__TRY IT__:
Using the records below, write out again exactly the lines that begin at the line containing "[[248, 59], [102, 247], [280, 139]]" and end at the line containing "Task: point out the man's shoes, placing", and no other lines.
++++++++++++++++++++
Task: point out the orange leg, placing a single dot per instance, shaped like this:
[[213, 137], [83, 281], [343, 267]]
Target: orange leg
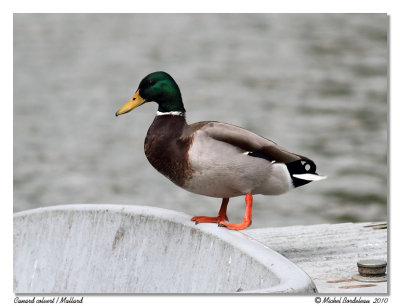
[[221, 215], [247, 216]]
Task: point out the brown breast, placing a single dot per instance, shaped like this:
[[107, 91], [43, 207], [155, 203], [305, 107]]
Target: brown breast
[[166, 148]]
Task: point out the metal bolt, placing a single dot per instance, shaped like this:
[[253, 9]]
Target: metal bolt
[[371, 270]]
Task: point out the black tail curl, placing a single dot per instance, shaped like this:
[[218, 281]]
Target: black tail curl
[[301, 166]]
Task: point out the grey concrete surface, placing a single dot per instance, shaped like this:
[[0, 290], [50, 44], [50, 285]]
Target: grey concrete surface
[[139, 249]]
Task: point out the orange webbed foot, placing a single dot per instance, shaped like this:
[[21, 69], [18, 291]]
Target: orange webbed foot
[[205, 219], [246, 219], [236, 227]]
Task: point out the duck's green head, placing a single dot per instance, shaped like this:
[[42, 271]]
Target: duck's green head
[[159, 87]]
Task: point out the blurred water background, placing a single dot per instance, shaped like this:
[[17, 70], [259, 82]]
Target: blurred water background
[[314, 83]]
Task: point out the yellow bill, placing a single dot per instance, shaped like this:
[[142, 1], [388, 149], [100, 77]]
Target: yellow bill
[[133, 103]]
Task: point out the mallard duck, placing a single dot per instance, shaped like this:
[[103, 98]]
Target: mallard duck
[[212, 158]]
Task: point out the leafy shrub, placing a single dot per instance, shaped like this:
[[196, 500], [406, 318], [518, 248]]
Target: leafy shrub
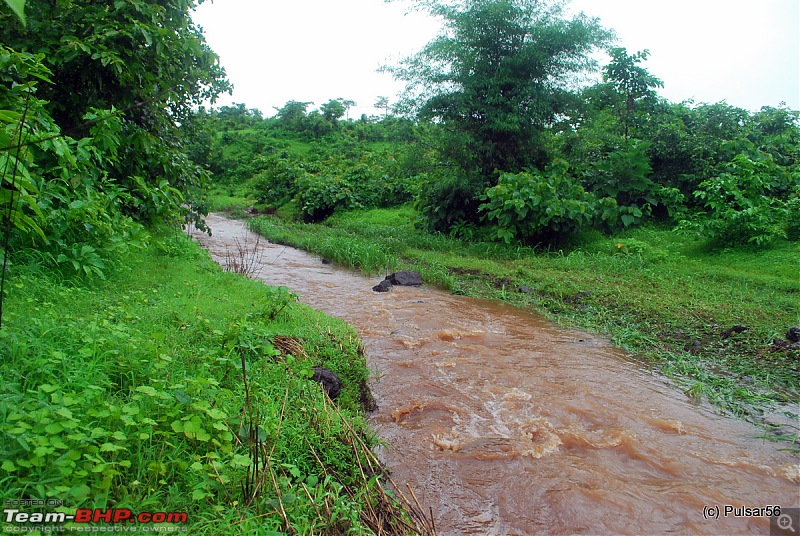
[[320, 195], [793, 218], [275, 185], [447, 199], [539, 207], [624, 177], [741, 203]]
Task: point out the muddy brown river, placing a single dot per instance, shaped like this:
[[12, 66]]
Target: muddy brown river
[[505, 424]]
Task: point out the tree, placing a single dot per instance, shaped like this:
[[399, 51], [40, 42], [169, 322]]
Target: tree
[[498, 74], [292, 114], [94, 93], [333, 110], [494, 79], [146, 61]]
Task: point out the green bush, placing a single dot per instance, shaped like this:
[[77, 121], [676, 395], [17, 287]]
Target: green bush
[[539, 207], [320, 195], [448, 199], [742, 204]]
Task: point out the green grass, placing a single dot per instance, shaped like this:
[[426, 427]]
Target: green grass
[[175, 387], [665, 298]]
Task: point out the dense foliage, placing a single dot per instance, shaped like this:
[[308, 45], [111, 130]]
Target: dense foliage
[[489, 120], [92, 95]]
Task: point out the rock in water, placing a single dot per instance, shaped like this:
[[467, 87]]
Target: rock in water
[[405, 278], [329, 380], [383, 286]]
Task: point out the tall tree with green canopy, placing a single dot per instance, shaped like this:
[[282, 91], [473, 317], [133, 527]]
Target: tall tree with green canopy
[[494, 78], [143, 61]]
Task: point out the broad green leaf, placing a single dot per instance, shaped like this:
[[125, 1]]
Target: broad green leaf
[[18, 7]]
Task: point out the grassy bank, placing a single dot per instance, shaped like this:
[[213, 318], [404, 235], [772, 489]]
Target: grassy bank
[[175, 387], [669, 300]]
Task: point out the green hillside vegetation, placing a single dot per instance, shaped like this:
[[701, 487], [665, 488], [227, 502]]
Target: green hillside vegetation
[[173, 386], [137, 374], [659, 224]]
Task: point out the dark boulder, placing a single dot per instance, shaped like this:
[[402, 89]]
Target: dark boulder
[[793, 334], [383, 286], [329, 380], [405, 278], [732, 330]]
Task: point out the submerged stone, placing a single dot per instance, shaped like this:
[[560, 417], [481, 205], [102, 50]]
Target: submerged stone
[[329, 380], [405, 278]]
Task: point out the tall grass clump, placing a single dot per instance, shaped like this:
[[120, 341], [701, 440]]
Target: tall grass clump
[[176, 387]]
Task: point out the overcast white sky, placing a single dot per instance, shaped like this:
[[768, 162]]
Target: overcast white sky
[[745, 52]]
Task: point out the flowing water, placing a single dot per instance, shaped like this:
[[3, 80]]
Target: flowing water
[[506, 424]]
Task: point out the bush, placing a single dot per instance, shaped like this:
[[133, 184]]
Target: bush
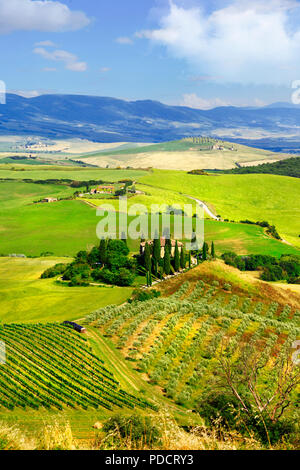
[[143, 295], [56, 270], [135, 429]]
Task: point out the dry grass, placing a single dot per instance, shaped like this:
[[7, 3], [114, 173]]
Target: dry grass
[[11, 438]]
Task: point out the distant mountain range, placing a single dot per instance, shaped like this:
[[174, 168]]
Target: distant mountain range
[[274, 127]]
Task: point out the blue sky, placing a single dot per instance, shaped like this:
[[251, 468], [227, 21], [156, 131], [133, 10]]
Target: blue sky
[[184, 52]]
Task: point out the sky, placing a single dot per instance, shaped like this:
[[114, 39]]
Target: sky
[[197, 53]]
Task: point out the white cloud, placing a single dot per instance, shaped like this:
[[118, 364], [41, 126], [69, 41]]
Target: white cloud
[[40, 15], [70, 60], [245, 42], [124, 40], [191, 100], [45, 44], [28, 93]]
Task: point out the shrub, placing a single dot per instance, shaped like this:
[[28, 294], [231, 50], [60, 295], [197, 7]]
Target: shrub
[[135, 429], [54, 271]]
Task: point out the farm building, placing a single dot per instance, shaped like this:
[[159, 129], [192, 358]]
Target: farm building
[[75, 326], [106, 189], [162, 246]]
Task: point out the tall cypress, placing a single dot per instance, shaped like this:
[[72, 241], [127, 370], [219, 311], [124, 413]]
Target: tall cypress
[[102, 251], [204, 251], [168, 245], [147, 257], [212, 250], [176, 258], [123, 238], [156, 249], [182, 258], [167, 264]]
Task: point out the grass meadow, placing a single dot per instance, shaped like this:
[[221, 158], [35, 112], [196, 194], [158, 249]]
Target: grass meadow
[[237, 197], [24, 297]]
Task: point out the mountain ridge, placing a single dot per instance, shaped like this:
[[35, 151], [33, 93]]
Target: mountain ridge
[[108, 119]]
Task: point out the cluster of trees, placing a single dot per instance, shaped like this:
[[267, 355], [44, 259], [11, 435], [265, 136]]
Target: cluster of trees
[[271, 229], [108, 263], [153, 263], [288, 167], [287, 267]]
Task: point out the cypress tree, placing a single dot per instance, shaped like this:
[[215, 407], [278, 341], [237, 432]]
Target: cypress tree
[[167, 266], [155, 267], [123, 238], [177, 258], [168, 245], [156, 249], [147, 257], [213, 254], [182, 258], [102, 251], [204, 252]]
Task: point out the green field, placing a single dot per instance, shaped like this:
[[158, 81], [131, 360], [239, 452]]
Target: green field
[[24, 297], [38, 353], [176, 341], [185, 154], [77, 174], [238, 197]]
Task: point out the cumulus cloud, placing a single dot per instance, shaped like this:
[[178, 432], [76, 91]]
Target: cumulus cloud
[[245, 42], [39, 15], [70, 61], [45, 44], [125, 41]]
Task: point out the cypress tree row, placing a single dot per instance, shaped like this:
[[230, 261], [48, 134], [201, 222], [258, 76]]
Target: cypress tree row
[[147, 257], [167, 263]]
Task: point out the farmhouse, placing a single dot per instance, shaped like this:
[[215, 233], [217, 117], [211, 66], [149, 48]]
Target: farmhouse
[[106, 189], [162, 246], [49, 199]]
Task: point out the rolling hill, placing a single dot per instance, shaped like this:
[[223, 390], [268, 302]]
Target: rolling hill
[[113, 120]]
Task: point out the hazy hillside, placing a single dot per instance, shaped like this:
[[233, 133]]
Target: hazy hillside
[[114, 120], [186, 154]]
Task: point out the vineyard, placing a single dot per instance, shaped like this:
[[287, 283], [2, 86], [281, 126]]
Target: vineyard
[[52, 366], [176, 340]]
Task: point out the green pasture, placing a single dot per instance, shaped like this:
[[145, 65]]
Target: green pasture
[[24, 297], [237, 197]]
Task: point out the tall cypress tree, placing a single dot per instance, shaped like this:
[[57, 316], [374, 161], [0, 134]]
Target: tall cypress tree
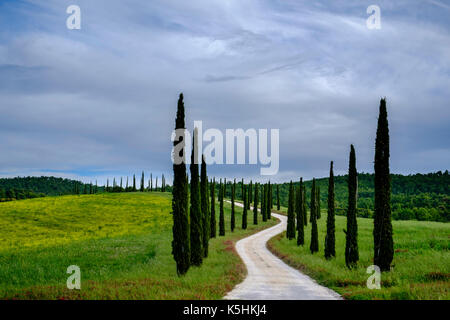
[[221, 214], [244, 212], [142, 182], [330, 250], [195, 210], [290, 230], [181, 230], [264, 203], [255, 205], [318, 202], [278, 197], [314, 245], [213, 209], [351, 234], [269, 210], [382, 231], [299, 211], [249, 195], [305, 210], [205, 207], [233, 195]]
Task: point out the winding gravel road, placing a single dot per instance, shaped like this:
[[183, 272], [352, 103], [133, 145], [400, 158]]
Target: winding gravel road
[[268, 277]]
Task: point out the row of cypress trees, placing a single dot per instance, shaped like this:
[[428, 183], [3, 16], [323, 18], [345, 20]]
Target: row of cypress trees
[[194, 226], [119, 187], [382, 232]]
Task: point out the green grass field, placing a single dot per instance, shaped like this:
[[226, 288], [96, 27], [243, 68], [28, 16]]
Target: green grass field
[[121, 242], [421, 262]]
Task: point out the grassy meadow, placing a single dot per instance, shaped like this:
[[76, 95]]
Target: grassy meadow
[[421, 261], [120, 241]]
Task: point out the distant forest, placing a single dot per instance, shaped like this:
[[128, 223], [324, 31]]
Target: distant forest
[[33, 187], [21, 188], [423, 197]]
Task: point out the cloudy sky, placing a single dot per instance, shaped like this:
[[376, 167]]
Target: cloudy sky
[[100, 102]]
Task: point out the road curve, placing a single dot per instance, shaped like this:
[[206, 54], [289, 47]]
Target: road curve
[[268, 277]]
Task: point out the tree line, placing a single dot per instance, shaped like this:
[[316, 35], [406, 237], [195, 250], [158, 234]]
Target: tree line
[[194, 204], [20, 188]]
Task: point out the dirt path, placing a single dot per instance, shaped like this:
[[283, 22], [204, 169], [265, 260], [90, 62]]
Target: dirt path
[[268, 277]]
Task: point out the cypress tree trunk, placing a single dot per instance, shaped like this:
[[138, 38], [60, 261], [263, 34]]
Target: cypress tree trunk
[[213, 209], [205, 207], [330, 250], [305, 210], [351, 239], [290, 230], [221, 214], [318, 202], [233, 195], [269, 210], [244, 212], [181, 230], [249, 195], [314, 246], [299, 211], [255, 205], [264, 203], [382, 232], [278, 197], [195, 210]]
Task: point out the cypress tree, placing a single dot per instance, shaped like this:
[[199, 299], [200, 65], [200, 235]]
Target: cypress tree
[[244, 212], [205, 207], [269, 211], [351, 234], [195, 210], [221, 215], [290, 230], [314, 246], [142, 182], [233, 195], [299, 211], [318, 202], [305, 211], [213, 209], [181, 230], [330, 250], [278, 197], [255, 205], [263, 202], [382, 231], [249, 195], [225, 187]]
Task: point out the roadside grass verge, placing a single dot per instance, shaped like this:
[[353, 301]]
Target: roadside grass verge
[[122, 244]]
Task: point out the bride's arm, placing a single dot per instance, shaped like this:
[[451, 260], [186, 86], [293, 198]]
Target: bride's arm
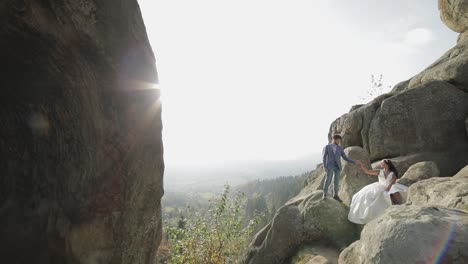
[[392, 182], [370, 172]]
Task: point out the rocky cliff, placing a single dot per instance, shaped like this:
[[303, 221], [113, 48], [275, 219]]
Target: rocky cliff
[[80, 134], [422, 126]]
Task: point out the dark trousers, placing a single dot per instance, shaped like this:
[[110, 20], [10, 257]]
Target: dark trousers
[[336, 180]]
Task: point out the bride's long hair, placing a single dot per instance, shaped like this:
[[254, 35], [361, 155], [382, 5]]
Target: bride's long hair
[[391, 167]]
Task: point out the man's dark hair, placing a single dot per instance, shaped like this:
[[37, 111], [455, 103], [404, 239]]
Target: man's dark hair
[[335, 137]]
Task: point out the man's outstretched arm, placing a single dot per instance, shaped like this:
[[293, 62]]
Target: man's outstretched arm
[[343, 155]]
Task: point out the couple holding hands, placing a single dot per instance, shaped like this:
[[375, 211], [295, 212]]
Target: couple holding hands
[[372, 200]]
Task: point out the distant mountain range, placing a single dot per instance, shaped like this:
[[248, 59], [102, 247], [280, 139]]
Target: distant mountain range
[[212, 178]]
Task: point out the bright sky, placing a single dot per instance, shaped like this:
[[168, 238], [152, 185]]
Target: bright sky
[[263, 79]]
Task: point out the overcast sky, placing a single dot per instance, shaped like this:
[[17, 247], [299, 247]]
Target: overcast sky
[[263, 79]]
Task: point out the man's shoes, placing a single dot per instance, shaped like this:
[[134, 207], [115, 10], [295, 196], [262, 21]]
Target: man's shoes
[[337, 198]]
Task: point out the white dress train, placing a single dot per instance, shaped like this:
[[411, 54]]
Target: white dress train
[[372, 200]]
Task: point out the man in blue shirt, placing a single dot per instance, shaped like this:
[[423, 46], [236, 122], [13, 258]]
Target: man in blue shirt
[[332, 154]]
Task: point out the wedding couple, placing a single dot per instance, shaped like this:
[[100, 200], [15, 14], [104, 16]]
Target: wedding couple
[[372, 200]]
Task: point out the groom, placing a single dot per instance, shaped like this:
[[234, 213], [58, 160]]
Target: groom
[[332, 154]]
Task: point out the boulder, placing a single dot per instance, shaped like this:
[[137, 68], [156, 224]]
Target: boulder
[[445, 162], [466, 125], [412, 234], [420, 171], [451, 68], [307, 219], [441, 191], [317, 253], [453, 14], [82, 157]]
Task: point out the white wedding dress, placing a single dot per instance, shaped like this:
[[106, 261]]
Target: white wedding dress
[[372, 200]]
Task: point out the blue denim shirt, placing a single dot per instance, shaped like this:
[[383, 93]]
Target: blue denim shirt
[[333, 159]]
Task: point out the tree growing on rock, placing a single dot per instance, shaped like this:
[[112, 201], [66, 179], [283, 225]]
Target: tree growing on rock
[[377, 88], [219, 236]]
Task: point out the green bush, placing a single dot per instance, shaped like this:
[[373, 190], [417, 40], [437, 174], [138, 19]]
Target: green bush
[[218, 236]]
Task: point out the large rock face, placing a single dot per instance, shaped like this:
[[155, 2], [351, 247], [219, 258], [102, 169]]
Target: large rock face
[[397, 125], [412, 234], [423, 119], [453, 14], [81, 165], [441, 191]]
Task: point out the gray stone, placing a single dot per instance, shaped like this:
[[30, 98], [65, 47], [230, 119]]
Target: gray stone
[[412, 234], [447, 164], [351, 181], [440, 191], [82, 156], [451, 68], [302, 220], [420, 171]]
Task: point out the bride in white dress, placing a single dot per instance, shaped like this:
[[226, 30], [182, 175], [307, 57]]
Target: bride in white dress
[[372, 200]]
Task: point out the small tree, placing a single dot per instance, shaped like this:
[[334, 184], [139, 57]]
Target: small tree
[[377, 88], [219, 236]]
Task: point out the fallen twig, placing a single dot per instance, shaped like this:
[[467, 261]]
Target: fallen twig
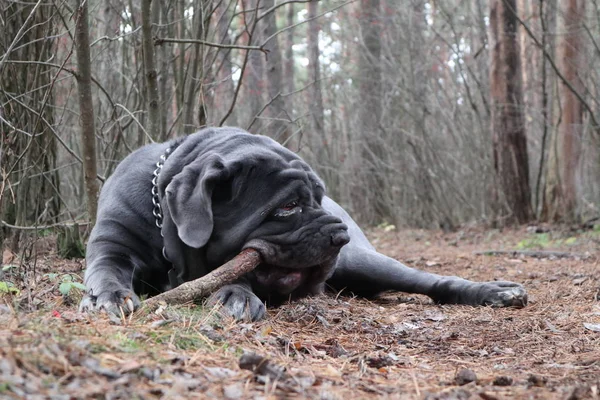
[[530, 253], [246, 261]]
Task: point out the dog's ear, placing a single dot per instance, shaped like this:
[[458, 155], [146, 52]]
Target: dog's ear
[[189, 197]]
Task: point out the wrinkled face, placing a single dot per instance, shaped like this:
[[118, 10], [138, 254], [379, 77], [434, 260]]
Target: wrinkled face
[[274, 206]]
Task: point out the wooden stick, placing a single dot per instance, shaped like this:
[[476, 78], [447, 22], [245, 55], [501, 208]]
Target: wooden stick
[[246, 261], [529, 253]]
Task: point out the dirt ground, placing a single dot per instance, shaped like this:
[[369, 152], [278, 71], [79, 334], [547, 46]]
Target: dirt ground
[[330, 347]]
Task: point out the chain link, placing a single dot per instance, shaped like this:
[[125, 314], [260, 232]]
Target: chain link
[[157, 210]]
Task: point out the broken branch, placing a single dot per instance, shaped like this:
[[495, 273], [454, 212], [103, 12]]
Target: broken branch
[[246, 261]]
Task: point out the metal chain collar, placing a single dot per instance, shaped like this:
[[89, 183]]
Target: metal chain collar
[[157, 211]]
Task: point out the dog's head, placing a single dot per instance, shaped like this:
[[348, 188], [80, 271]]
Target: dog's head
[[226, 190]]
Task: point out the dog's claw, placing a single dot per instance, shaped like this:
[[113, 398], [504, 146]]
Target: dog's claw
[[504, 294], [117, 302], [129, 305]]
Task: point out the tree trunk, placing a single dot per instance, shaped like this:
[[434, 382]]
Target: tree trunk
[[369, 113], [27, 104], [513, 196], [560, 202], [289, 59], [152, 100], [315, 95], [225, 88], [277, 128], [86, 109], [255, 70]]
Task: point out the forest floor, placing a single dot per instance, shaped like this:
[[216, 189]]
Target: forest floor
[[329, 347]]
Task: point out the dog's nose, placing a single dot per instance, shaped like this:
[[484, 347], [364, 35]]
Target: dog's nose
[[340, 238]]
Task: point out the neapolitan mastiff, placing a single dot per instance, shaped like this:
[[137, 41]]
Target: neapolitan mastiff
[[174, 211]]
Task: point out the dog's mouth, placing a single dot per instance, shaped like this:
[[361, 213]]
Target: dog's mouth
[[285, 280]]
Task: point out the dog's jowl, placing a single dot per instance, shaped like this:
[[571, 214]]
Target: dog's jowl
[[173, 212]]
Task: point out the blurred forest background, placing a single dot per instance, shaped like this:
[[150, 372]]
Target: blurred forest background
[[416, 113]]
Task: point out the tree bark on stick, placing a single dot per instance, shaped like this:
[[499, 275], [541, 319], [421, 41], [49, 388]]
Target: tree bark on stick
[[86, 108], [246, 261]]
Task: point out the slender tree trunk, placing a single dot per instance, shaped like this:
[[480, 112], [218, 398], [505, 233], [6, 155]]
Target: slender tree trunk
[[225, 87], [86, 109], [315, 94], [369, 111], [509, 137], [152, 97], [277, 128], [560, 203], [254, 79], [290, 85]]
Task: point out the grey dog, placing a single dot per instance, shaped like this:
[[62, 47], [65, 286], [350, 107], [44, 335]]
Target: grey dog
[[221, 190]]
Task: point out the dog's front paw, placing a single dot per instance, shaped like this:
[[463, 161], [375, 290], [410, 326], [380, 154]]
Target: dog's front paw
[[502, 294], [239, 302], [113, 301]]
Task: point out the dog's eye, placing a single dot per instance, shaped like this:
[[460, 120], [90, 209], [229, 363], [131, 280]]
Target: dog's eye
[[287, 210], [289, 206]]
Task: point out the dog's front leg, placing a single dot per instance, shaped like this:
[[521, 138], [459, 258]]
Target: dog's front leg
[[238, 300], [367, 272], [108, 280]]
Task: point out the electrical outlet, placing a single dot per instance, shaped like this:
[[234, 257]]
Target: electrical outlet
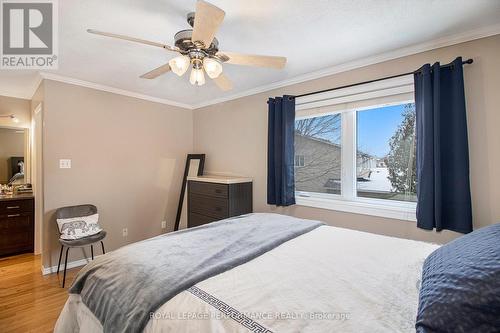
[[64, 164]]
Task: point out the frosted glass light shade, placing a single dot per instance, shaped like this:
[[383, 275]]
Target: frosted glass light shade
[[197, 77], [212, 67], [180, 64]]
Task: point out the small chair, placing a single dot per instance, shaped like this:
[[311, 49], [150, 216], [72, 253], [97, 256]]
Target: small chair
[[78, 211]]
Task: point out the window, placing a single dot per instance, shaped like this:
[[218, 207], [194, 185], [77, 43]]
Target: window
[[299, 160], [356, 149], [385, 160], [318, 138]]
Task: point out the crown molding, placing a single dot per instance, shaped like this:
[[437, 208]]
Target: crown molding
[[101, 87], [394, 54]]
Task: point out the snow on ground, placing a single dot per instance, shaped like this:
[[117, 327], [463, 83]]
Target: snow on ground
[[378, 181]]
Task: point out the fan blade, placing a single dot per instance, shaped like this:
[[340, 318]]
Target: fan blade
[[207, 20], [156, 72], [133, 39], [252, 60], [223, 82]]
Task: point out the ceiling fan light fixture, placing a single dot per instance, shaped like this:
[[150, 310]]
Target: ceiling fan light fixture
[[180, 64], [197, 77], [212, 67]]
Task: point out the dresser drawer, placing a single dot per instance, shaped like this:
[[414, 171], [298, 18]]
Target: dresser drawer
[[10, 207], [196, 220], [208, 206], [211, 189], [16, 234]]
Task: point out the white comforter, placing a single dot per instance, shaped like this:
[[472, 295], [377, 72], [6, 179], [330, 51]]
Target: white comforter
[[328, 280]]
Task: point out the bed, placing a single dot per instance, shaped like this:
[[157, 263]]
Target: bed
[[324, 279]]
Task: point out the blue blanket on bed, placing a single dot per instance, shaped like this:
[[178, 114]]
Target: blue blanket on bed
[[123, 287], [461, 285]]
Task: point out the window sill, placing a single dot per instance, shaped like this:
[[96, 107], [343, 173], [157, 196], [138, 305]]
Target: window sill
[[394, 210]]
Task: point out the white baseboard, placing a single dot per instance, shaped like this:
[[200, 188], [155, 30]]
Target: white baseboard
[[71, 264]]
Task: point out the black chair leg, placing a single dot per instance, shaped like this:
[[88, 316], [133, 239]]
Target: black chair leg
[[65, 266], [60, 257]]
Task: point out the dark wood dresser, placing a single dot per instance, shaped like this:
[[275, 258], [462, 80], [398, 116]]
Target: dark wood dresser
[[216, 198], [17, 221]]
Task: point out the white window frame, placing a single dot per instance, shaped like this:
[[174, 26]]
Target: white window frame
[[348, 201]]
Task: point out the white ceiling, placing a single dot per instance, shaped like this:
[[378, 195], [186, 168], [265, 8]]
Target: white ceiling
[[312, 34]]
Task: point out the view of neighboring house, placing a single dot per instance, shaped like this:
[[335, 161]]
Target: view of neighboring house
[[318, 165]]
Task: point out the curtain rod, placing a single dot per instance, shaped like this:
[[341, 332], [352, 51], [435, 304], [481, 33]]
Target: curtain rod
[[468, 61]]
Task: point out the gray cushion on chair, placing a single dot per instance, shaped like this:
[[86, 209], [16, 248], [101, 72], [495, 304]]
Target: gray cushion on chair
[[83, 241], [76, 211]]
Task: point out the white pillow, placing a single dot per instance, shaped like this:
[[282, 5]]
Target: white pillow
[[79, 227]]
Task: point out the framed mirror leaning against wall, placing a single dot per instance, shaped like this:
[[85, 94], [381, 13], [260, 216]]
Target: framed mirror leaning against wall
[[14, 145]]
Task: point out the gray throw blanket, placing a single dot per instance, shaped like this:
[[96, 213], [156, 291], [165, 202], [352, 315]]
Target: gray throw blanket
[[123, 287]]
++++++++++++++++++++
__SOLVED PROBLEM__:
[[248, 59], [102, 247], [280, 139]]
Target: distant mountain range
[[212, 178]]
Task: point out the bright sky, placing a single dot per instance, shaped like this:
[[168, 238], [152, 185]]
Target: bright sky
[[263, 79]]
Task: point out the overcast sky, placing a single dot per instance, shaped like this:
[[17, 247], [299, 247]]
Target: overcast sky
[[263, 79]]
Task: point out the man's shoes, placing a single dot per instance, shaped like this:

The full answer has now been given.